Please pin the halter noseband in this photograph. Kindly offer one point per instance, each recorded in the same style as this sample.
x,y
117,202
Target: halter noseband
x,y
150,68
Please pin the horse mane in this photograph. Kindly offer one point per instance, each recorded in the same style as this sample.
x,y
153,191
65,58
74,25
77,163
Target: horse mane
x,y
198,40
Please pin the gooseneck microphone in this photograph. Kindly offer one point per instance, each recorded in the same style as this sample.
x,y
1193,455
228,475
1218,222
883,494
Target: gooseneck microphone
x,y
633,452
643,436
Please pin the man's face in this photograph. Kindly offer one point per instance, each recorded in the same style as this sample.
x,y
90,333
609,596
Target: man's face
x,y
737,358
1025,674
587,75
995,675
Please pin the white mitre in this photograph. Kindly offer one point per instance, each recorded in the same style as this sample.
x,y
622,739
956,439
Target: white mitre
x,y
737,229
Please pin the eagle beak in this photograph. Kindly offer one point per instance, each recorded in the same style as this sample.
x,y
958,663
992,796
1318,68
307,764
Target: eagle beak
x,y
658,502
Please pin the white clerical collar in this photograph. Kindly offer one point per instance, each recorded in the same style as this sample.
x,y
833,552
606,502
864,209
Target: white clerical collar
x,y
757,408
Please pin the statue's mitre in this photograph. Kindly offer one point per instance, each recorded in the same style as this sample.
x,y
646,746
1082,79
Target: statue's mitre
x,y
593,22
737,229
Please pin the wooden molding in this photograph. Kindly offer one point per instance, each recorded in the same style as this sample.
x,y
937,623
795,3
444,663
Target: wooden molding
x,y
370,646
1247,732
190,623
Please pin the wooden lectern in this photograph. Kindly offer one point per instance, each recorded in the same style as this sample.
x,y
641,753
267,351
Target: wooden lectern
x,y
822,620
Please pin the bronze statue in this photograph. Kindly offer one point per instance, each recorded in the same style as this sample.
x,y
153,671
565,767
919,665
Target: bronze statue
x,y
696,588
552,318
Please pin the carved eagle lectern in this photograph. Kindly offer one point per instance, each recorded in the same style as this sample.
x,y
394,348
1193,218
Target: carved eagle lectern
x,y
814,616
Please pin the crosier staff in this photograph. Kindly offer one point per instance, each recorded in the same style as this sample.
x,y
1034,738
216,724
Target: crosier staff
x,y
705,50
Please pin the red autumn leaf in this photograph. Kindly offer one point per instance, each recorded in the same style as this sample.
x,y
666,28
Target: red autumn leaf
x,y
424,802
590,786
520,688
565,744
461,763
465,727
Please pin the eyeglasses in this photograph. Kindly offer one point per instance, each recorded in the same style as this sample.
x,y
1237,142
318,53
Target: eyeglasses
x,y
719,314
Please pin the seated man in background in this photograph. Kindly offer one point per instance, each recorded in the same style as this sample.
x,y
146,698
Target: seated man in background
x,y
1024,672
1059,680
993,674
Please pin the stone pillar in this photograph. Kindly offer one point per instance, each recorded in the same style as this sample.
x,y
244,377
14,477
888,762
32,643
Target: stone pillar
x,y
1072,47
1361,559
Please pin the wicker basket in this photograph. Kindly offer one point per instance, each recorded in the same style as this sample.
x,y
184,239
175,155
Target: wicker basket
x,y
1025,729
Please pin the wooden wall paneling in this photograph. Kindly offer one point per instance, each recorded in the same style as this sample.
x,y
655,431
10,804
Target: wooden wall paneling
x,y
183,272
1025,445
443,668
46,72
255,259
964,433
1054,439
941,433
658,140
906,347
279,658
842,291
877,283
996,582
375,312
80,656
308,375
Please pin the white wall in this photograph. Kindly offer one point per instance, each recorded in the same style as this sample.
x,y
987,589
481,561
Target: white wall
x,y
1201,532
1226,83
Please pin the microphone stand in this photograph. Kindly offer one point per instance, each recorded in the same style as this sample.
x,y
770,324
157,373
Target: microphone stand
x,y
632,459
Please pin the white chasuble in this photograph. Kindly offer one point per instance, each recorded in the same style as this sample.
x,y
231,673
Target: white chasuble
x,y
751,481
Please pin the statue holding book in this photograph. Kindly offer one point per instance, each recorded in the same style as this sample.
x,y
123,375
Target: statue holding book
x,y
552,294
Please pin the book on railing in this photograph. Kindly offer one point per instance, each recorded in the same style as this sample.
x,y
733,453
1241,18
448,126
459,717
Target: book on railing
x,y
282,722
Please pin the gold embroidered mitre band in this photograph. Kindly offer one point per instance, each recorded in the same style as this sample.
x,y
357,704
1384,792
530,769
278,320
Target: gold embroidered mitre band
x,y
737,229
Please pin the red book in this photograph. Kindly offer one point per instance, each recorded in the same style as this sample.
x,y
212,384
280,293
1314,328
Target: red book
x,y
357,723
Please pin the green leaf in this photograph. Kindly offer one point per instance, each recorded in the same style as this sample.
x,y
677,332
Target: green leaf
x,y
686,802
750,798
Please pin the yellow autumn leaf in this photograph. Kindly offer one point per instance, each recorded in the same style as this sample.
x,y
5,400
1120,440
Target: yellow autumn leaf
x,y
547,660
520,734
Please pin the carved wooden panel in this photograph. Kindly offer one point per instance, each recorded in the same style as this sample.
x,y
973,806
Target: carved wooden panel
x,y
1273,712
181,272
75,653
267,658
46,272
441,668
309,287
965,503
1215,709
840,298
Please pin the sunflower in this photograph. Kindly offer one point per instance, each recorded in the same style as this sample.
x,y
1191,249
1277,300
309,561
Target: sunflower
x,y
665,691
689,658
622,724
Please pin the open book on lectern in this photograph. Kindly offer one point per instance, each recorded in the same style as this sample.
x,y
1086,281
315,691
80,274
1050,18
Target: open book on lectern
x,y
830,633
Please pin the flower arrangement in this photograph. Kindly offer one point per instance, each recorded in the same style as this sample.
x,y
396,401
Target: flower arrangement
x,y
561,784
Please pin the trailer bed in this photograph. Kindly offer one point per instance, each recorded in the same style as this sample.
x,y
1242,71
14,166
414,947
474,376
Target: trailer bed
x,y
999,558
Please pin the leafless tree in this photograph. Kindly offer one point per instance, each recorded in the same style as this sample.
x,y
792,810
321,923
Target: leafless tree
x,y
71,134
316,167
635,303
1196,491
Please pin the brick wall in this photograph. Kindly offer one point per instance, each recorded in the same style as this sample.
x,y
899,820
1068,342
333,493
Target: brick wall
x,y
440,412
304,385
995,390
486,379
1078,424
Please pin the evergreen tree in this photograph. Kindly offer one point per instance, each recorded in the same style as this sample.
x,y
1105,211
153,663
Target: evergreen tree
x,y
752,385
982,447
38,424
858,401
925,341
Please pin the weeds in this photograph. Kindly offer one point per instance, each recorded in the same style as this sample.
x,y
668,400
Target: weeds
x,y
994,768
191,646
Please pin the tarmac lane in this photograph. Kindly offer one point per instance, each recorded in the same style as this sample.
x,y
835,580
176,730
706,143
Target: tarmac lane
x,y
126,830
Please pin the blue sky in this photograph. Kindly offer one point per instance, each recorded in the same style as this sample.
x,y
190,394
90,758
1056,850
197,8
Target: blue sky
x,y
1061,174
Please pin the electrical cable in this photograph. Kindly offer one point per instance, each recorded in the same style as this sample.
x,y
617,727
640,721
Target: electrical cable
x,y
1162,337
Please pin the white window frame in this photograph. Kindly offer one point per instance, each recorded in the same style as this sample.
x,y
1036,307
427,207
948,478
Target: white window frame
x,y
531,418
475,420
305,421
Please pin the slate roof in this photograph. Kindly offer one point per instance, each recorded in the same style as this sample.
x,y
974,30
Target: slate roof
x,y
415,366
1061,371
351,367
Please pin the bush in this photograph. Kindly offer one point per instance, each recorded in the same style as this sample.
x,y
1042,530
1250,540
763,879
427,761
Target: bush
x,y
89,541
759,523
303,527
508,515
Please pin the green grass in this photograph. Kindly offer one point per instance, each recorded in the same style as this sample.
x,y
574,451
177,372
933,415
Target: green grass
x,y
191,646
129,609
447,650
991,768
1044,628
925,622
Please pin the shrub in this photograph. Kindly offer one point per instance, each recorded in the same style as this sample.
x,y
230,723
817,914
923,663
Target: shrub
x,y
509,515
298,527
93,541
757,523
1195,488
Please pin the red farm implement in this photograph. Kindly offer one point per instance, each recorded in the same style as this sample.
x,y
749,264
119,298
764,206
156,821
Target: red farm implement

* **PROMPT**: Copy every line above that holds the word "implement".

* **SOLUTION TO THIS PROBLEM**:
Please pin the red farm implement in this photograph. Kindly offer one point per instance, each recorded in the same style as this sample.
Target: red farm implement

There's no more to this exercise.